Top of Page extract

The UK and Canadian systems (and for that matter, the Australian one) are imperfect.
As far as I understand, they all involve some form of judging what is effective treatment.

If there are two similar treatments, but one costs twenty times as much for only fractionally better outcomes, the public systems will tend to plump for the cheaper one - because you can treat twenty times as many people with it! (As Cujo rightly points out in comments, similar decisions happen with private providers in the US as well - though obviously their priorities are slightly different.)

Overall, these decisions do a fairly good job of allocating resources away from less effective or marginally-effective-but-hugely-expensive treatments, in order to make the health of the society as a whole somewhat better. But government involvement in providing some minimal health care doesn't stop wealthy people being able to buy additional health care.

Every system involves rationing. The present US system rations health care quite dramatically. Firstly, millions of people don't have health cover at all, and for many that do, their provider strictly rations what health care is provided - the main problem is that their decisions are not only predicated on value for money. Again, the question is not "will health care be rationed?", the question is "what is rationed, and in what circumstances?".

On its northern border, the US has a neighbor that has universal health care. However, it is not a single system - there's a different system in each province. There's been a long-running experiment right on the doorstep of the US, with different approaches to providing health care (link is to Snopes article debunking claims about Canadian health system).

Bottom of Page extract
Top of Supplied material

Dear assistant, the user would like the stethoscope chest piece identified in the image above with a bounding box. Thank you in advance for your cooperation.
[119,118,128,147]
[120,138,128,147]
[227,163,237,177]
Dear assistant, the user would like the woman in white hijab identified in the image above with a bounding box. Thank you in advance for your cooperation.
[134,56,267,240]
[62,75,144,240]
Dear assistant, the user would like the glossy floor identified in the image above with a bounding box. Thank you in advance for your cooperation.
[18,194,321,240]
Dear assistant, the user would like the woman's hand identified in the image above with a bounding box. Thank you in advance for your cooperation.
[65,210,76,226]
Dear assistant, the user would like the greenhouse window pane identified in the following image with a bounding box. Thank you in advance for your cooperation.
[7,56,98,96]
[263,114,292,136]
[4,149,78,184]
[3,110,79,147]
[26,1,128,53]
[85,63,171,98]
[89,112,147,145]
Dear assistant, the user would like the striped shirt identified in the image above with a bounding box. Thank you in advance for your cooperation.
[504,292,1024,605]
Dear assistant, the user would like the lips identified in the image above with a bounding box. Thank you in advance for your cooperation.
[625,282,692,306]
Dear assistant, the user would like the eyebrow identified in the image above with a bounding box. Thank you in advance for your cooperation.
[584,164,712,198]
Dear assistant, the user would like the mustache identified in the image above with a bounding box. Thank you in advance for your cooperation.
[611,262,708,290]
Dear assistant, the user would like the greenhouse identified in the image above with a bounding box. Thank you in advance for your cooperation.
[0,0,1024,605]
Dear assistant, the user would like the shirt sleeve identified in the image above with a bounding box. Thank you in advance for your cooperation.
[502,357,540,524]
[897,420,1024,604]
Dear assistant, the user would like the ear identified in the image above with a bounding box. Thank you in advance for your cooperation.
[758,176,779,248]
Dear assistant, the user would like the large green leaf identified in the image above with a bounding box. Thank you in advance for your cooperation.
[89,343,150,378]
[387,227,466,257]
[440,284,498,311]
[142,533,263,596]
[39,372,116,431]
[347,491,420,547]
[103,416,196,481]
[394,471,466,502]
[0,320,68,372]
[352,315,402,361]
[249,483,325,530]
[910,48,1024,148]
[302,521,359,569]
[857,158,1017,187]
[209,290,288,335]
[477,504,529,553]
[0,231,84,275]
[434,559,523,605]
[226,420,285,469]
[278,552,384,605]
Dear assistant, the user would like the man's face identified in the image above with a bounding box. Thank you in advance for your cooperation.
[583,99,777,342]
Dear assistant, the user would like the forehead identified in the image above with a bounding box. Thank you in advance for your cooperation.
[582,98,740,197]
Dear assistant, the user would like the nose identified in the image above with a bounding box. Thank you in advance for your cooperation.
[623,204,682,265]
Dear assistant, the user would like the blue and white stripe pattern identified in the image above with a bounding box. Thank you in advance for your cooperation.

Bottom of Supplied material

__Work to be completed__
Please return the text of the health care passage from "If there are" up to and including "are slightly different.)", copied word for word.

__Solved exercise__
If there are two similar treatments, but one costs twenty times as much for only fractionally better outcomes, the public systems will tend to plump for the cheaper one - because you can treat twenty times as many people with it! (As Cujo rightly points out in comments, similar decisions happen with private providers in the US as well - though obviously their priorities are slightly different.)